── Texto proporcionado

Sin embargo, el boom de la subcultura otaku de los ochenta terminó siendo cargado de prejuicios para la sociedad nipona, tras el noticioso arresto en 1989 del sociópata Miyazaki Tsutomu, quien había asesinado y violado a cuatro niñitas de manera cruenta. Los medios caracterizaron su amplia colección de películas de horror y de porno duro como animé principalmente, si bien estos solo representaban algunos pocos títulos, y toda la subcultura otaku fue estigmatizada.

Quizás nunca hubo una recuperación total de la imagen de lxs otaku en la opinión pública desde aquel entonces. ¿Y qué más da? La gente que sigue cómodamente al rebaño suele confundir el moralismo barato por un sentido elevado (y narcisista) de justicia, y su pasatiempo predilecto son las caserías de brujas. Lo cierto es que el mercado y los fanatismos de los medios populares nipones comenzaba rápidamente a expandirse por nuevas regiones del mundo. Particularmente para las periferias geopolíticas ―alejadas de los centros metropolitanos primermundistas―, estas narrativas populares adquirieron nuevos sentidos y potencialidades lectivas para las generaciones que se criaron con ellas, derivando en nociones de comunidad, resistencia y de cuestionamiento a los sistemas extractivistas del planeta y al colonialismo reflejado en estos y otros sistemas de dominación como el patriarcado.

Marco Arias, vista de exposición Genkidama, Centro Cultural España (CCE), 3 abril-7 julio 2018, Santiago, Chile.

III.

El arte de la escena chilena otaku fue compuesto, claro está, por jóvenes artistas amantes de los medios populares nipones, quienes crecieron con estos referentes visuales durante la primera transición democrática. Ahora, sería un grave reduccionismo el considerar el mero goce transvanguardista del referente neopop como el único factor gatillante de la transacción semántica que la escena propuso sobre los significantes populares orientales. Me gustan los “monos chinos”, los pongo en mi pintura. Para comprender la poética y la política de estos particulares imaginarios subculturales dentro del arte chileno contemporáneo (y, extensivamente, de la pintura de M. Arias) es preciso considerar estas iconografías visuales dentro de un contexto más amplio en el cual estos referentes son transmitidos dentro del imaginario de la generación posterior a la dictadura militar, y sus sentidos emancipatorios dentro de la siútica y pacata sociedad chilena plagada de delirios caucásicos.

────

**Consignas:**
A – Reproduce el pasaje del texto sobre la subcultura otaku que empieza en las palabras "Quizás nunca hubo" y termina tras "como el patriarcado.", cambiando "brujas" por "herejes".
B – Traduce al inglés esta oración del texto sobre la subcultura otaku: "Quizás nunca hubo una recuperación total de la imagen de lxs otaku en la opinión pública desde aquel entonces."
C – Según el texto sobre la subcultura otaku, ¿en qué año fue arrestado Miyazaki Tsutomu?

── Material recopilado

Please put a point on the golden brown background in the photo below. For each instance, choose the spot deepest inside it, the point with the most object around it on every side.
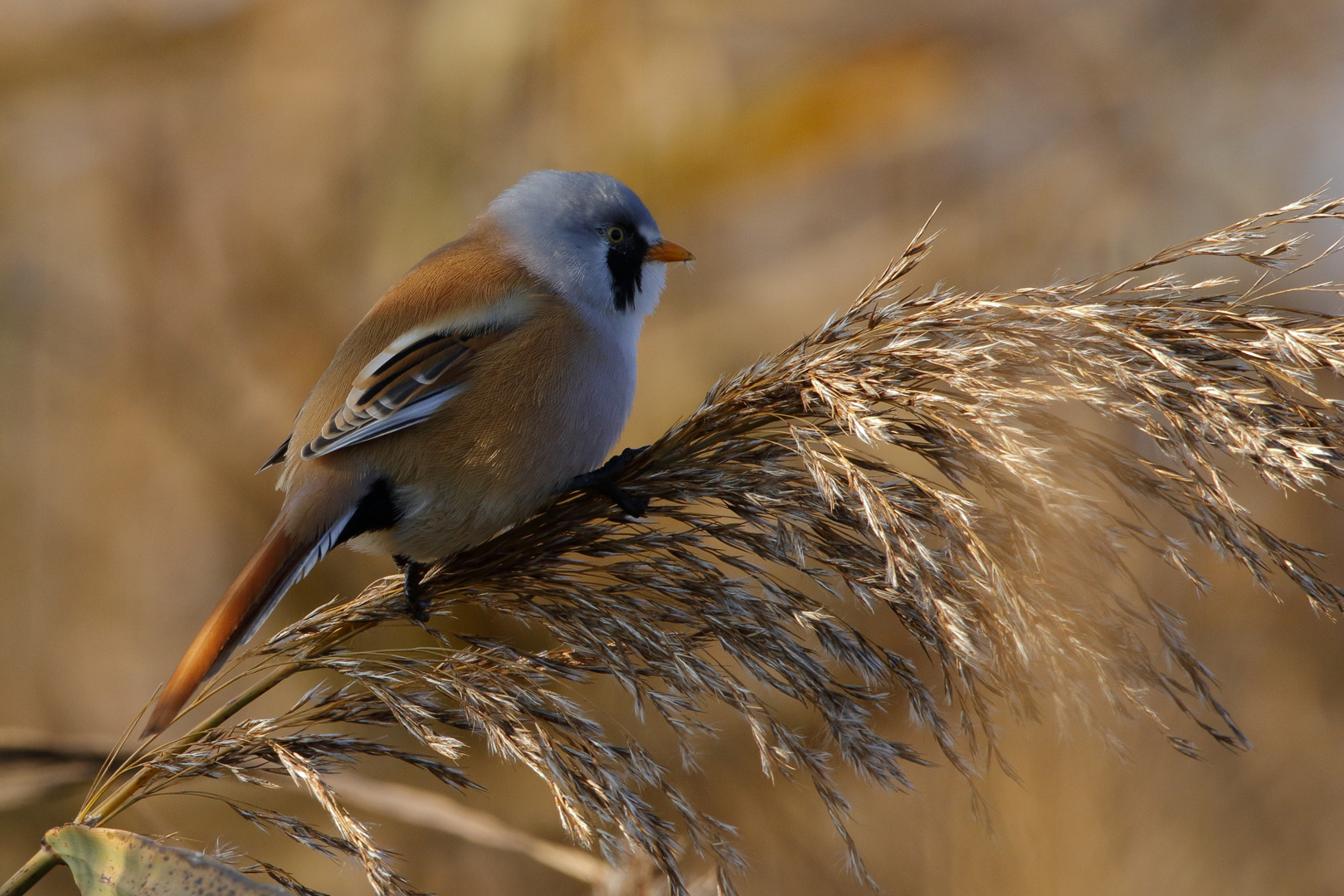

────

**Respuestas:**
A –
Quizás nunca hubo una recuperación total de la imagen de lxs otaku en la opinión pública desde aquel entonces. ¿Y qué más da? La gente que sigue cómodamente al rebaño suele confundir el moralismo barato por un sentido elevado (y narcisista) de justicia, y su pasatiempo predilecto son las caserías de herejes. Lo cierto es que el mercado y los fanatismos de los medios populares nipones comenzaba rápidamente a expandirse por nuevas regiones del mundo. Particularmente para las periferias geopolíticas ―alejadas de los centros metropolitanos primermundistas―, estas narrativas populares adquirieron nuevos sentidos y potencialidades lectivas para las generaciones que se criaron con ellas, derivando en nociones de comunidad, resistencia y de cuestionamiento a los sistemas extractivistas del planeta y al colonialismo reflejado en estos y otros sistemas de dominación como el patriarcado.

B – Perhaps the public image of otaku has never fully recovered since then.

C – En 1989.